Transcribe every entry below word for word, but skip the pictures.

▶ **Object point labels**
- - - - -

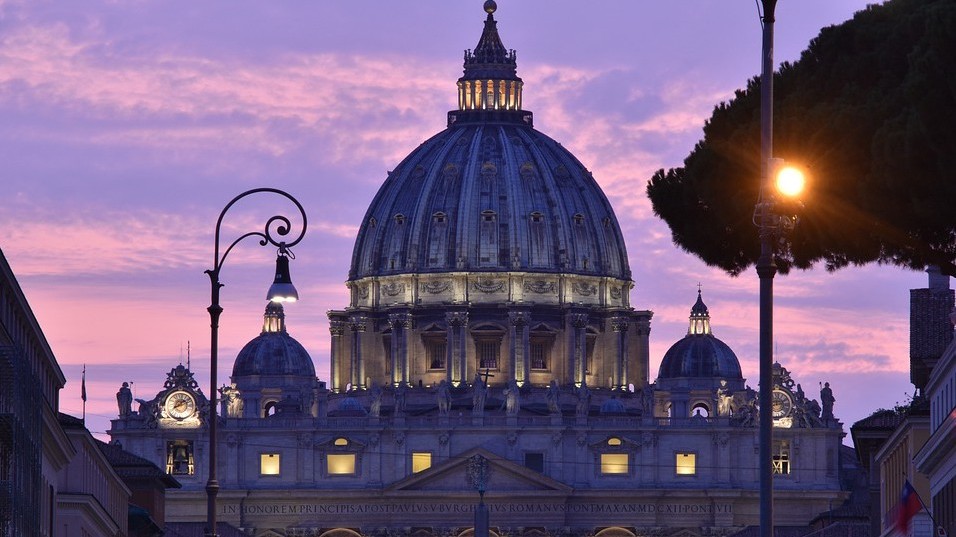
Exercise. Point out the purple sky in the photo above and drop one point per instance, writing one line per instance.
(125, 127)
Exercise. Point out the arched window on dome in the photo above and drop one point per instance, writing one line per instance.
(435, 343)
(542, 340)
(438, 240)
(488, 239)
(539, 255)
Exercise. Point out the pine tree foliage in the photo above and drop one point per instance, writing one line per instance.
(869, 109)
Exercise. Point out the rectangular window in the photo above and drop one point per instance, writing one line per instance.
(590, 343)
(614, 463)
(341, 463)
(269, 464)
(488, 353)
(781, 458)
(686, 463)
(534, 461)
(436, 350)
(539, 353)
(179, 458)
(421, 460)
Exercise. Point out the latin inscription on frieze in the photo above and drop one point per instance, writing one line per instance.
(293, 509)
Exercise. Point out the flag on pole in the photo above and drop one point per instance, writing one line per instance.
(910, 504)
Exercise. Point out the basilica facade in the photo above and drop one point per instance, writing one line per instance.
(489, 353)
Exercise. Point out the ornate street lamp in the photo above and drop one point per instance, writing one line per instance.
(281, 290)
(774, 179)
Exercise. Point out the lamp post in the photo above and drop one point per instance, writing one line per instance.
(281, 290)
(774, 178)
(766, 269)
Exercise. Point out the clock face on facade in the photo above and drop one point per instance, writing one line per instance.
(782, 404)
(180, 405)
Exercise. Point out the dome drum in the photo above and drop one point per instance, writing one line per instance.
(490, 287)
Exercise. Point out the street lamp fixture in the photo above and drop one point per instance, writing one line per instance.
(282, 290)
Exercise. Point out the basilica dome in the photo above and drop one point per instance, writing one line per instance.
(490, 193)
(700, 354)
(274, 352)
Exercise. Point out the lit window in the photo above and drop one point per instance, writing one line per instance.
(179, 458)
(421, 460)
(686, 463)
(614, 463)
(781, 458)
(269, 464)
(341, 463)
(436, 350)
(540, 349)
(488, 349)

- - - - -

▶ **Worked solution**
Exercise. Point out the purple sky in the photo above and drop one point per instance, writing one line per instance.
(125, 127)
Exercise. Point out the arched window on dome in the photo above and drop one point per instance, writing one line per instance.
(435, 343)
(542, 340)
(438, 240)
(488, 239)
(539, 255)
Exercise. Point out the pine tree foliage in the photo above and drop one point per instance, writing one line per instance.
(869, 109)
Exercise. Point out the rectangular window in the photo above and drop one point per instance, writing one line per instance.
(590, 343)
(614, 463)
(341, 463)
(269, 464)
(488, 353)
(781, 458)
(686, 463)
(534, 461)
(436, 350)
(539, 353)
(179, 458)
(421, 460)
Exercise. Point out the latin inscription on frieze in the photo above and drop one point per instance, writing one line per instance.
(293, 509)
Exercise. Point out the flag on pole in the photo above and drop one point per instance, writing one line per instance.
(910, 504)
Exercise. Point out the basilica facade in the photo above and drop one point per instance, writing one line per instance.
(489, 353)
Exercise. Point out the ornate street lamp in the photo above and drop one point per instance, writing one line per instance.
(281, 290)
(774, 179)
Exercise. Point out the lamp post in the photo above and drop one point per instance, writing one line per instance.
(281, 290)
(774, 178)
(766, 269)
Exercise. Point out the clock face on facade in the photo above and drop one point per instance, writing one line per instance.
(782, 404)
(180, 405)
Exercise. Point out the dome drum in the photo above and drop one point per instance, writing one line per instance.
(490, 287)
Exercise. Point out the street lamp fixture in the photo above and drop one point per instance, writing one line per instance.
(282, 290)
Exercise. Point out the basilica dome in the photo above and drop one point per instance, writing one line per instance.
(490, 193)
(700, 354)
(274, 352)
Exercise. Point out the lit window in the photo above and drop one point per instance, writing one line per instance.
(179, 458)
(421, 460)
(686, 463)
(614, 463)
(781, 458)
(269, 464)
(341, 463)
(436, 350)
(540, 349)
(488, 349)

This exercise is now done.